- Data to use
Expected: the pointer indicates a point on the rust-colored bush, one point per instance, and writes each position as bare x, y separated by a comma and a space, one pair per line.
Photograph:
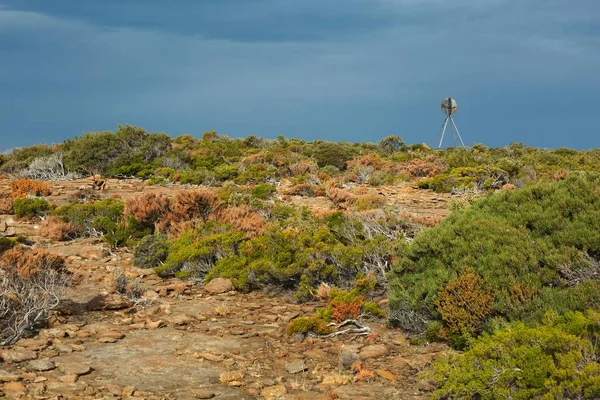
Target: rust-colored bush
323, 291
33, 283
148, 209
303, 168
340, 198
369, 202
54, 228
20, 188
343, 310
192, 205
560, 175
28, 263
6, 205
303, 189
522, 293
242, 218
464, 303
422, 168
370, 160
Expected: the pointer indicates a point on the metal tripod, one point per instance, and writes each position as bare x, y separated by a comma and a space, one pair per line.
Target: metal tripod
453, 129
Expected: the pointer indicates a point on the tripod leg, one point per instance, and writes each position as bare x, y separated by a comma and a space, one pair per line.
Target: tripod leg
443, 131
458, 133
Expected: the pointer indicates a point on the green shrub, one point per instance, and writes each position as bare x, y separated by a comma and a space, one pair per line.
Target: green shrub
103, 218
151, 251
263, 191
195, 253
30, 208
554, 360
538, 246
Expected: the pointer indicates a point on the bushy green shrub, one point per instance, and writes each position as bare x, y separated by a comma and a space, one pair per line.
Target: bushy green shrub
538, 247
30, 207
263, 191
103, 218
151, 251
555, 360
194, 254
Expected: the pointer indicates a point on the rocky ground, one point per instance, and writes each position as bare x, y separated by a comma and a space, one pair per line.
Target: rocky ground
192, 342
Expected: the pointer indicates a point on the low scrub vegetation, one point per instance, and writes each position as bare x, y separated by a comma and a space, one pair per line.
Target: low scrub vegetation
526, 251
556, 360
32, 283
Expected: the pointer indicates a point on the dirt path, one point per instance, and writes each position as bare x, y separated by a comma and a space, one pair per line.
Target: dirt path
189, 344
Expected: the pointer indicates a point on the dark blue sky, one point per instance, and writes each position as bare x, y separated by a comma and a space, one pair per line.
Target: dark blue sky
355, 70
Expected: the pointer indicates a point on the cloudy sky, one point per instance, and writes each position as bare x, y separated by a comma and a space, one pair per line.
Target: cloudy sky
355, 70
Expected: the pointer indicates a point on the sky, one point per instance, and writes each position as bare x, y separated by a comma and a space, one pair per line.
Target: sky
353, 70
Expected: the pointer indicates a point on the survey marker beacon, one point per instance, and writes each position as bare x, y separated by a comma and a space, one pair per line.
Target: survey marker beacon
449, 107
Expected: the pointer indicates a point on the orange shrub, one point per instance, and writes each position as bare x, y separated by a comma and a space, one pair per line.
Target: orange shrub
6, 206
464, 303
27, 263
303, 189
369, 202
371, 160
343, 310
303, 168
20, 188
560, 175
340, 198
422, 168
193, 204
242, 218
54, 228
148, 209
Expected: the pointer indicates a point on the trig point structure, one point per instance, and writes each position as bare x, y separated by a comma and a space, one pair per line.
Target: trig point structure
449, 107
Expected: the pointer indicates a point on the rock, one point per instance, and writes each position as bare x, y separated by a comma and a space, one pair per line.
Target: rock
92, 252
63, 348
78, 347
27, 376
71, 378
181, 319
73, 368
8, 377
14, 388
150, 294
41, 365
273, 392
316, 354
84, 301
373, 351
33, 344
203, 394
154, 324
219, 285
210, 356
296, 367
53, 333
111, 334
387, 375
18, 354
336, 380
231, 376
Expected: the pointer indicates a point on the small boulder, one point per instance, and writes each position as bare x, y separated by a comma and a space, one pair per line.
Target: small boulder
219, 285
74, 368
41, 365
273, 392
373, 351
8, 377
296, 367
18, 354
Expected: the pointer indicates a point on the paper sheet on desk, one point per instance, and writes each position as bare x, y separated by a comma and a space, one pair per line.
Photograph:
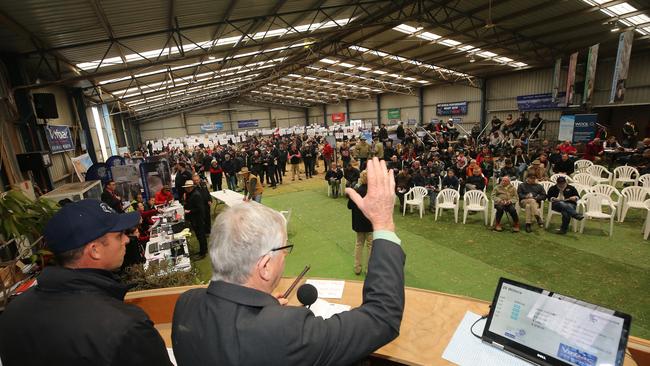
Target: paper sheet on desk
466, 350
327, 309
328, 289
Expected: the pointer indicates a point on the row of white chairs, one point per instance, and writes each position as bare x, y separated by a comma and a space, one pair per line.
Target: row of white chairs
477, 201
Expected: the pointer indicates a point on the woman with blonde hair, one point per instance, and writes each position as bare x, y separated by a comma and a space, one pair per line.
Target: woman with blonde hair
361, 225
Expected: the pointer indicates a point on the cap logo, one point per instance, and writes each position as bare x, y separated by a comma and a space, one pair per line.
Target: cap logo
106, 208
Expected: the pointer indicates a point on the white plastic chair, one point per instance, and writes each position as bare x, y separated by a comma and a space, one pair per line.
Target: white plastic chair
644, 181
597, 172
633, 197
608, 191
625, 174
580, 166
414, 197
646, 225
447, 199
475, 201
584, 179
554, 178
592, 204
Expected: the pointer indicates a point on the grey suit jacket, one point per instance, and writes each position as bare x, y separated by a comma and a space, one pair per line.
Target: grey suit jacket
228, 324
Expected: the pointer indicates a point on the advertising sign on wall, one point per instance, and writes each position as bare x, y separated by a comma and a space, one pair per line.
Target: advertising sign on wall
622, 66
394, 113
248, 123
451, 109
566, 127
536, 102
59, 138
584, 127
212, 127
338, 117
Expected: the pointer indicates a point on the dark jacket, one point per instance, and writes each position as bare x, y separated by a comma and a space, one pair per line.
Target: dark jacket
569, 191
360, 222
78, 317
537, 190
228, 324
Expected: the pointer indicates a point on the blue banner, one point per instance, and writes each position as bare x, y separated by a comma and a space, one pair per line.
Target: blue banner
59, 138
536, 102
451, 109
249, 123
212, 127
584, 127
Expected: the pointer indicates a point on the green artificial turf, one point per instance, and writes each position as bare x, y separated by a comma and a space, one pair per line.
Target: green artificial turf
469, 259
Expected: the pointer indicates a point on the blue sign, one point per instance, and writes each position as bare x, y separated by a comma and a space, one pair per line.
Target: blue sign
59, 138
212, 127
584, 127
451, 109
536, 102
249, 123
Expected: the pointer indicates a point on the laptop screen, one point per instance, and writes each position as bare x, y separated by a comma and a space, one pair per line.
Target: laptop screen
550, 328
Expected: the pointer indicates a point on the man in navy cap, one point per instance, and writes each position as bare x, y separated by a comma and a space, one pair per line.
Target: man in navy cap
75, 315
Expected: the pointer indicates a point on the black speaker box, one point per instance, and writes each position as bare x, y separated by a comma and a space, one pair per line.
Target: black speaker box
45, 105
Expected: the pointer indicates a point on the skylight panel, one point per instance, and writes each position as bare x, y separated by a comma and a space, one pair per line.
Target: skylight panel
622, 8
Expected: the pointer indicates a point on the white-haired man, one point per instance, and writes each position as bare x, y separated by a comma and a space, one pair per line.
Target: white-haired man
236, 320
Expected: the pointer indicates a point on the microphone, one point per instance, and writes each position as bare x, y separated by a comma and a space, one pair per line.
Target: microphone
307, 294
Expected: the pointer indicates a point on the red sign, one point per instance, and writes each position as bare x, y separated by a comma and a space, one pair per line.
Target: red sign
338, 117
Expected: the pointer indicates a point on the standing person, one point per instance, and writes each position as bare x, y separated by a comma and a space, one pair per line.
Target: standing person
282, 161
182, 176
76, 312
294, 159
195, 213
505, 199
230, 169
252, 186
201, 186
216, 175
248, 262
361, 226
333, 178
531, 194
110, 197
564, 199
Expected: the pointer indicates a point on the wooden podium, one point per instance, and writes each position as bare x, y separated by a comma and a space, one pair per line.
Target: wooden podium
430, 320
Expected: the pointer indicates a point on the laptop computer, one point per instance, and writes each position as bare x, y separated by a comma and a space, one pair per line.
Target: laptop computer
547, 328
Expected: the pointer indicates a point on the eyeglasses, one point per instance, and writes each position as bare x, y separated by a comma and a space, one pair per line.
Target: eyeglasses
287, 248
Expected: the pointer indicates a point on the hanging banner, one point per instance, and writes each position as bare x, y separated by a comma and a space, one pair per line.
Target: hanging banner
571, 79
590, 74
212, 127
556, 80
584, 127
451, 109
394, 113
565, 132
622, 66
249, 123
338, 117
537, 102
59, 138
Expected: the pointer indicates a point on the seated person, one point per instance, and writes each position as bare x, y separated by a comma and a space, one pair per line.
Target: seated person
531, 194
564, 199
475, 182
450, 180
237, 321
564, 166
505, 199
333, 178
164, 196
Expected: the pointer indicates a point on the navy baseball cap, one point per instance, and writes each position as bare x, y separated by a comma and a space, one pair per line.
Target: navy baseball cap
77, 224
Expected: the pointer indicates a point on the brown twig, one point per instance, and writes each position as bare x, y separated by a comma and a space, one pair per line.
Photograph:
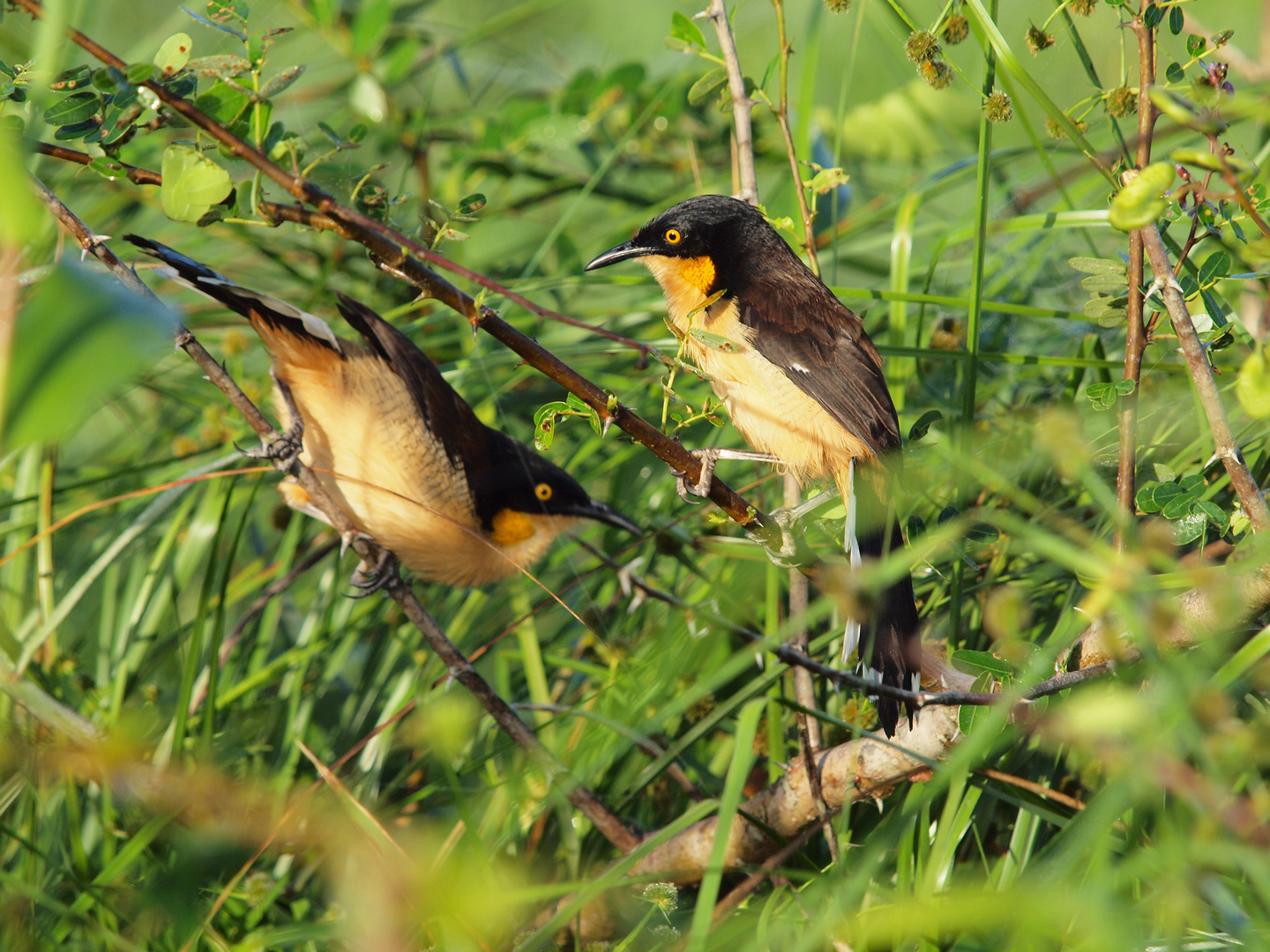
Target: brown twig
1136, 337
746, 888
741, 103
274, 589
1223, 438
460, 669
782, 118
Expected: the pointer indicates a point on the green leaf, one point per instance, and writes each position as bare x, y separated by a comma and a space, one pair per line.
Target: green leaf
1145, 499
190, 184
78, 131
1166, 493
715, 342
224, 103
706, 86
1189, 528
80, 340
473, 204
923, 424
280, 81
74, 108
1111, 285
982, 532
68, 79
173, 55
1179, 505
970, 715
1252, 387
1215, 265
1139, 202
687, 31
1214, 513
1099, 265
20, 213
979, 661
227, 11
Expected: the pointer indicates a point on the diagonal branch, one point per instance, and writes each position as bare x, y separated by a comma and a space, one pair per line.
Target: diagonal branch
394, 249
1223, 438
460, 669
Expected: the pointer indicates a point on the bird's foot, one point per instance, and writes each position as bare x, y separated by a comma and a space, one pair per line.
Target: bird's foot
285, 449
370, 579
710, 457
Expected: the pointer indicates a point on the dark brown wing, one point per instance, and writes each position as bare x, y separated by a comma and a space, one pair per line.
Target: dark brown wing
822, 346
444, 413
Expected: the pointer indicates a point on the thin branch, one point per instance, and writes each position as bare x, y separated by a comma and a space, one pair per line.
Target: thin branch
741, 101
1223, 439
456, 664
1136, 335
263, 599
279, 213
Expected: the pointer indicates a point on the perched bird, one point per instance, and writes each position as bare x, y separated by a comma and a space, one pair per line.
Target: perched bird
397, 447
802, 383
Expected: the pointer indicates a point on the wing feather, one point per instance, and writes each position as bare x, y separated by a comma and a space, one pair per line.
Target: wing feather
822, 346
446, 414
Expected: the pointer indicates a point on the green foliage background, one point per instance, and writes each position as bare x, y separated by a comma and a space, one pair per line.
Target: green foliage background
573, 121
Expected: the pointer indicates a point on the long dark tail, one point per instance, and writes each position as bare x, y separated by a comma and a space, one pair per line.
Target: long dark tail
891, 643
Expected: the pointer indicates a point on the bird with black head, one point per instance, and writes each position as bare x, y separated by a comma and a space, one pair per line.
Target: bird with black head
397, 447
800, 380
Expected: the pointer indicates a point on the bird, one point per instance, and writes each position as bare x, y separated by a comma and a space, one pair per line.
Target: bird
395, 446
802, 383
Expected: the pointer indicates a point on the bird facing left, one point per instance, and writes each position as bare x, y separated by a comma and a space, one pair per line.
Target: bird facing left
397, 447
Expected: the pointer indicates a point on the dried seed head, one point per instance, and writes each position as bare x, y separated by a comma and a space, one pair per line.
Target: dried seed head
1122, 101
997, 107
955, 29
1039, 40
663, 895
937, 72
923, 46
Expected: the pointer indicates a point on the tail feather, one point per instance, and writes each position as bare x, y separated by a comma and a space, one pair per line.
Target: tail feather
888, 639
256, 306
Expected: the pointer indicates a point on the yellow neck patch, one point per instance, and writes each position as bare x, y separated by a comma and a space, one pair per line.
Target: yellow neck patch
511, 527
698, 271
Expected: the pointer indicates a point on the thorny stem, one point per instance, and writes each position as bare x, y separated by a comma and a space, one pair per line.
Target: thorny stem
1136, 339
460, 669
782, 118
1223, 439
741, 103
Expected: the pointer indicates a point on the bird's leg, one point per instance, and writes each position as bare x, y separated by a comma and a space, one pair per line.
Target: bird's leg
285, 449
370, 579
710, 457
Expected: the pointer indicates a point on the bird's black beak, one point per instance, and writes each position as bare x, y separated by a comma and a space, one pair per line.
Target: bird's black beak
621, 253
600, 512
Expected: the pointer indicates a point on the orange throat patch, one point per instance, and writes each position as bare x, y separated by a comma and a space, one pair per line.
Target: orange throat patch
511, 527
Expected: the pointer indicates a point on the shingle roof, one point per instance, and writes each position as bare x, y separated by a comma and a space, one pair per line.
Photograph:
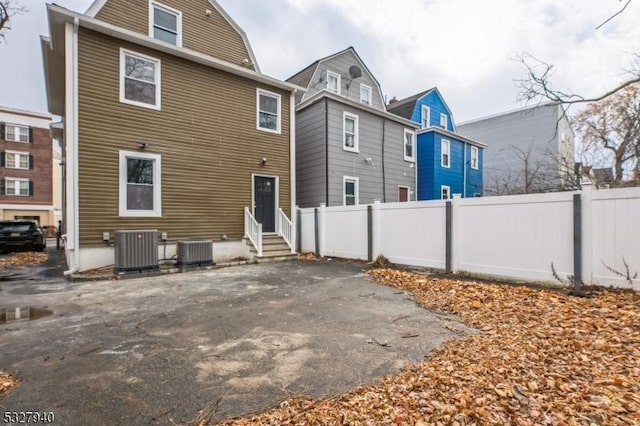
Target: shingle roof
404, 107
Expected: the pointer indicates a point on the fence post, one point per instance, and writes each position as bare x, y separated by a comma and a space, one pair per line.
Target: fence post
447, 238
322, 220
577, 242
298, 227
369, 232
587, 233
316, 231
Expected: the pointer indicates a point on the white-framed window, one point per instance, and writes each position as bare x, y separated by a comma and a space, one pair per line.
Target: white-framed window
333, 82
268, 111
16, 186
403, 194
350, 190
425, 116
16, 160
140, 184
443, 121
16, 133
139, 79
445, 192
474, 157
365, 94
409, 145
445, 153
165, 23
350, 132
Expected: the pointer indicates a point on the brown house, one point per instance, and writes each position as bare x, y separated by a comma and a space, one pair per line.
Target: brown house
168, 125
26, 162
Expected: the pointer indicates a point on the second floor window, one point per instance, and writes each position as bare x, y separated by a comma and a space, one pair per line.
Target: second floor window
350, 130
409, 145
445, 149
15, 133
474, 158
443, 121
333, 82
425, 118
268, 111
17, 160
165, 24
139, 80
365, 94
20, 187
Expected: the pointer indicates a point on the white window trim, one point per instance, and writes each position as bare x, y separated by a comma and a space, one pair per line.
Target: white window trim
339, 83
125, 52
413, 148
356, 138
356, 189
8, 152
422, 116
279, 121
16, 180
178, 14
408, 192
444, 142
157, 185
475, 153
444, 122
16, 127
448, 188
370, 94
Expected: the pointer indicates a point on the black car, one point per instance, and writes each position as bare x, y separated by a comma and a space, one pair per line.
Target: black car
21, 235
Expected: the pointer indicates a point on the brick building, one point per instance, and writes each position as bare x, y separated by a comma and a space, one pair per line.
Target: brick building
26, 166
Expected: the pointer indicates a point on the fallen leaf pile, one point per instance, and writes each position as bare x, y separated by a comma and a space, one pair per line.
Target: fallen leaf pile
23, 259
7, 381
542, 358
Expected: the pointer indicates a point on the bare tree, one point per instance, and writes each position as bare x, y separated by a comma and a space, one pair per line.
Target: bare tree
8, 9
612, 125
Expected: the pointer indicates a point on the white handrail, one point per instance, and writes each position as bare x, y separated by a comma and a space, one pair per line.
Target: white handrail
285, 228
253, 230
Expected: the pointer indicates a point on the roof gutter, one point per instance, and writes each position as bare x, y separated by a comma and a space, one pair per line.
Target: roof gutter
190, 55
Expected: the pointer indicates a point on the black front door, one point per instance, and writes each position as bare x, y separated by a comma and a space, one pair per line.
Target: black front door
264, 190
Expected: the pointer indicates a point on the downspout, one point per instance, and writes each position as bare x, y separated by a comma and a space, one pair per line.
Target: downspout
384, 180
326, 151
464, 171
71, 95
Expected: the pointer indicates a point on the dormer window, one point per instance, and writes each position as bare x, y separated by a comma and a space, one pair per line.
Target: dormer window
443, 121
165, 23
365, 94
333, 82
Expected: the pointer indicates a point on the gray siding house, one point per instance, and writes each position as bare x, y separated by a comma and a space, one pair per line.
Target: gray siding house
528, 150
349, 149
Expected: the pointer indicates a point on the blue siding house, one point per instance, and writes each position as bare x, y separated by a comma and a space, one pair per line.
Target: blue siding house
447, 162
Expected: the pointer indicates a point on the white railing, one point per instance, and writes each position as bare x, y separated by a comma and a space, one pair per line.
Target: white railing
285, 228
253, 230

- Directions
Your task is to reproduce, exactly and exclusively, the lines from the one holding "Expected: the pointer indicates a point on the roof" through the final line of the listing.

- Written answer
Expected: the pointer indicates a point on the roof gutter, one point per instance, and writes each position as bare x, y separated by a comma and a space, one pair per line.
Target: roof gutter
190, 55
Expected: the pointer indicates a point on the black front door, one point per instance, and writes each position as bare x, y separated by a comma and a space, one pair per line.
Target: black front door
264, 190
Expected: the pointer indicates a point on the downspout, one point per instance, and writes each position as bare x, y separated by a comma and a space, one pair per line.
Target: downspout
384, 180
326, 151
464, 171
71, 95
Expected: the pointer indicates a point on the dormer window, one point per instance, and writes each position as bare x, y separated by a comma and a space, one pair per line.
Target: dormer window
443, 121
165, 23
365, 94
333, 82
Expected: the pointer indicates a point on the gray siding house, one point per instance, and writes each position as bare x, y separated by a comma and a space, one pair per line.
Target: gray siding house
528, 150
349, 149
Expected: the pointer indicates a point on the blue siding house, one point per instance, and writes each position as bare x, y separated by a comma and a space, one pair per line.
Target: blue siding house
447, 162
Expected: the pointer indicates a point on the white railing, one point per instance, and writes each position as bare x, y separated by a comma and a space, one pair per line.
Target: white railing
285, 228
253, 230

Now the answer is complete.